What the task asks:
Give the entries again, word for word.

________________

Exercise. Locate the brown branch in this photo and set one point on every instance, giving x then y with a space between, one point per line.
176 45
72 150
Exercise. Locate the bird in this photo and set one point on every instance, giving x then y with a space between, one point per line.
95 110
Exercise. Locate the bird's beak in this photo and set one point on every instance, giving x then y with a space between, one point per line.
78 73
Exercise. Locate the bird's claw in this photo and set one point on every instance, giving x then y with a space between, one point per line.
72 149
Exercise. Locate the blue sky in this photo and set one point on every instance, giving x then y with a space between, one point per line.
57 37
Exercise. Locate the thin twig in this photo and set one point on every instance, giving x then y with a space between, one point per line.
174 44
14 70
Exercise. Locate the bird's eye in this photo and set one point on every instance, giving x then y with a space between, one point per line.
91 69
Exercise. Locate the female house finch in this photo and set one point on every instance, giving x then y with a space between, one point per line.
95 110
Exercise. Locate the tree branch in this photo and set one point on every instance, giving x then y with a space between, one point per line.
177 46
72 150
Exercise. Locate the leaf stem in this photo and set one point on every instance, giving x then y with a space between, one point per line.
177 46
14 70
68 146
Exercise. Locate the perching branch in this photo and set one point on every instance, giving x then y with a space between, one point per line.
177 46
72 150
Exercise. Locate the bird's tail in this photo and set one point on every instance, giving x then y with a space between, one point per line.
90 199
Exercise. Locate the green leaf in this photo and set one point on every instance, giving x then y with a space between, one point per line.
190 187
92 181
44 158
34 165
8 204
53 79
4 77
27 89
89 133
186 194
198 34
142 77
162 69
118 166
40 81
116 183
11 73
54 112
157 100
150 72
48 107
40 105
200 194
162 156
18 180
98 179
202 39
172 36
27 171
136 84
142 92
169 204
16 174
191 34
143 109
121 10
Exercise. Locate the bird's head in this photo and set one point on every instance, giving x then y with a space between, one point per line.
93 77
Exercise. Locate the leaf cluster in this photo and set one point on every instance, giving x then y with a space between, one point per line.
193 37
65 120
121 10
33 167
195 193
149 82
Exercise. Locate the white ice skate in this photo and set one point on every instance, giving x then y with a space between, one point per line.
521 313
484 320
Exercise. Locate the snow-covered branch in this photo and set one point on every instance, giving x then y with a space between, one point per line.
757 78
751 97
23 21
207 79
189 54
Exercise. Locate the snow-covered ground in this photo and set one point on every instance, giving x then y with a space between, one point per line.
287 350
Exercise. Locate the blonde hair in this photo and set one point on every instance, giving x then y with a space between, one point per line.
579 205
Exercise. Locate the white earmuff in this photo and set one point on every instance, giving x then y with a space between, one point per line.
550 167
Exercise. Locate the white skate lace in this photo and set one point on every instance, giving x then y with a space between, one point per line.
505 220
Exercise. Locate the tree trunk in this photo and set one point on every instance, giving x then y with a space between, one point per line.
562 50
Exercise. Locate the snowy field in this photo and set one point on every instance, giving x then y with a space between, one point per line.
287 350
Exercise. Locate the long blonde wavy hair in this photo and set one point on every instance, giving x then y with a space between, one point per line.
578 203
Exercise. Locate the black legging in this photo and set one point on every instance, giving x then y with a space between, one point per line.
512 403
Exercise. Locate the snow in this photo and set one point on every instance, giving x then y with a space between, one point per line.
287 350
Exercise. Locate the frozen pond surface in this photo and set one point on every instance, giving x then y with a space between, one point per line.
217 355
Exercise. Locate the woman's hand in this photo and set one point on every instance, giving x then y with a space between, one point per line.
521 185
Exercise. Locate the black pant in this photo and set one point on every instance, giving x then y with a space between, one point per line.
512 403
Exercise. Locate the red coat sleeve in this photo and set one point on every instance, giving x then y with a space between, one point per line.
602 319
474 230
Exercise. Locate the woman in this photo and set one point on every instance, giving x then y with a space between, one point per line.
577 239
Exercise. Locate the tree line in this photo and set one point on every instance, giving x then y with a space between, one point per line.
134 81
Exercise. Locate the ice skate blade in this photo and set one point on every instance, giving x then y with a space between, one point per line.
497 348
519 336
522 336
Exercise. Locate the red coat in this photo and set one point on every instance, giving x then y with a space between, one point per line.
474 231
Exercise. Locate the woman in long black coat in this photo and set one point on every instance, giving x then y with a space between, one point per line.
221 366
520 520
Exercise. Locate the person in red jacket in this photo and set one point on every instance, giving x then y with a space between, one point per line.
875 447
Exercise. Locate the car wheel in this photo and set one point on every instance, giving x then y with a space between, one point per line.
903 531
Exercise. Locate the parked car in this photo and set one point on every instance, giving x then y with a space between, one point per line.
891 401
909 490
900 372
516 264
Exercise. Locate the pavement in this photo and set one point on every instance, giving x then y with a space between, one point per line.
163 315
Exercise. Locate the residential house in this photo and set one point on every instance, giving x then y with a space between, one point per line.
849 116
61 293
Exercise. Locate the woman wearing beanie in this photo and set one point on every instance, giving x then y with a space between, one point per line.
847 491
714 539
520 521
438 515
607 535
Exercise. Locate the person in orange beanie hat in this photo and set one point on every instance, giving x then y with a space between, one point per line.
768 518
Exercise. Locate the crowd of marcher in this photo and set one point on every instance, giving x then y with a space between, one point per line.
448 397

________________

The output:
Exercise. Locate the brown branch in this photo and set one point on every instance, giving x then y with a space between, one point per line.
176 45
72 150
Exercise. Locate the bird in this photo and set one point on every instance, giving x then y with a space between, one point per line.
95 110
Exercise. Locate the bird's beak in this photo and set one point on every instance, giving x then y with a space between, one point per line.
78 73
Exercise. Locate the bird's claw in this photo and set one point on every instance, giving x then y with a space between, one point per line.
72 149
Exercise. Locate the blue sky in this photo and set one point on every instance, giving x then y with a space between, one point per line.
57 37
Exercise. Locate the thin twig in this photo and set one point on every instance, giving x then y with a space between, one point per line.
174 44
14 70
Exercise. Locate the bird's eye in this photo and set one point on every instance, giving x then y with a space between, one point per line.
91 69
Exercise. Locate the female house finch in this photo and set one point on every instance, giving x then y with a space between, one point per line.
95 110
Exercise. Locate the tree branch in this photo and set one point on every instance, giving x then y with a space between, one point per line.
177 46
72 150
Exercise. Locate the leaf stem in this photo and set one point on every instance, giving x then y with a space between, one point per line.
177 46
14 70
68 146
Exercise. Locate the perching branch in this photo and set one point on every instance, giving x then y with a space between, one point per line.
177 46
72 150
Exercise. Locate the bird's tail in this photo and set one point on every instance, giving x then y with a space between, one point per line.
90 199
Exercise. Locate the green leaf in this photo and set one point on every instance, giving x then y with a space between, one point per line.
190 187
92 181
44 158
34 165
8 204
53 79
4 77
27 89
89 133
186 194
198 34
142 77
162 69
118 166
40 81
116 183
11 73
54 112
157 100
150 72
48 107
40 105
200 194
162 156
18 180
98 179
202 39
172 36
27 171
136 84
142 92
169 204
16 174
191 34
143 109
121 10
Exercise. Locate the bird's head in this photo and set one point on every instance, giving x then y with a space between, one point per line.
93 77
Exercise. Locate the leaf cluster in this photo and set one point on every instance, giving x then y with a space between, one point per line.
193 37
65 120
121 10
33 167
195 193
149 82
Exercise. Locate the white ice skate in this photo and set one point on every instance, giving x then y with a space between, one point per line.
521 313
484 320
Exercise. Locate the snow-covered branch in this photo and set one point on every instance, giving x then y with a space between, one point per line.
757 78
751 97
23 21
207 79
189 54
Exercise. Locate the snow-covered ground in this photo and set one point on every instance, giving x then y with a space between, one point per line.
287 350
Exercise. Locate the blonde hair in this photo and set one point on every instance, giving x then y with a space between, one point per line.
579 205
Exercise. Locate the white earmuff in this photo and set one point on every instance, giving x then y with a space between, one point per line.
550 167
Exercise. Locate the white skate lace in this photo and set one point on every instance, giving x then y with a space between, one point per line.
505 220
Exercise. Locate the tree trunk in this photo and set one point on every instance, giving x then y with a space between, one point per line.
562 50
Exercise. Locate the snowy field in this photo and set one point on every instance, giving x then y with a space between, one point per line.
287 350
Exercise. Locate the long blonde wavy hair in this photo and set one point on every instance, giving x then y with a space between, one point per line.
578 203
Exercise. Locate the black legging in this photo and set one point on every instance, giving x then y with a space between, one point per line.
512 403
Exercise. Locate the snow in this photo and set one point on every instance, giving x then y with a space between, one point per line.
287 350
Exercise. Locate the frozen pond surface in this photo and set one point on every instance, giving x then y with a space between, one point per line.
217 355
Exercise. Locate the woman's hand in this photo and set one point on every instance, giving x then y with a space between, one point per line.
521 185
Exercise. Locate the black pant in this photo and set one point on every instance, giving x then y with a space between, one point per line.
512 403
Exercise. Locate the red coat sleeve in this photo and set one point on every instance, giving x then y with a space between, one point per line.
602 319
474 230
Exercise. Locate the woman in this photo and set one point on every instance, giving x then y with a space between, one point per line.
577 239
Exercise. Locate the tree line in this photo and set one point on every instance, giving x then y with a space between, one point per line.
134 81
Exercise. Locate the ice skate blade in this photo and set one point on every instance, giving x then y with a space between, one point per line.
497 348
519 336
522 336
Exercise. Locate the red coat in this photo and set one point on every instance, giving x then y with a space between, one point per line.
474 231
Exercise. Locate the woman in long black coat in this photo and set one point on every instance, giving x then y with a space between, one point per line.
221 366
520 520
Exercise. Locate the person in red jacket in this photo and set one point on every instance, giving x then y with a space between, one point per line.
875 447
Exercise. Locate the car wheel in this photo and set one point on every instance, giving x then y with a space between, one point per line.
903 531
Exercise. Locate the parked car in this photo and set one point on every instance, giving x then y with a space between, one point per line.
891 401
909 490
900 372
516 264
Exercise. Locate the pavement in this photo and set one point on every instance, giving x then y with a space between, one point per line.
163 315
Exercise. Locate the residential house in this photo and set one point on every instance, giving x then y with a space between, one point per line.
849 116
61 293
Exercise. Locate the woman wearing beanie in this photo and set one point on every instance, giving x then y with a space between, one point per line.
847 491
714 539
520 521
438 515
607 535
Exercise. Locate the person in orange beanie hat in this photo and set one point on every instance, giving x then y with a space between, one point per line.
768 518
Exercise. Locate the crowd of marcher in this photo and set one point on every instance, giving x then y with a space between, one point per line.
448 397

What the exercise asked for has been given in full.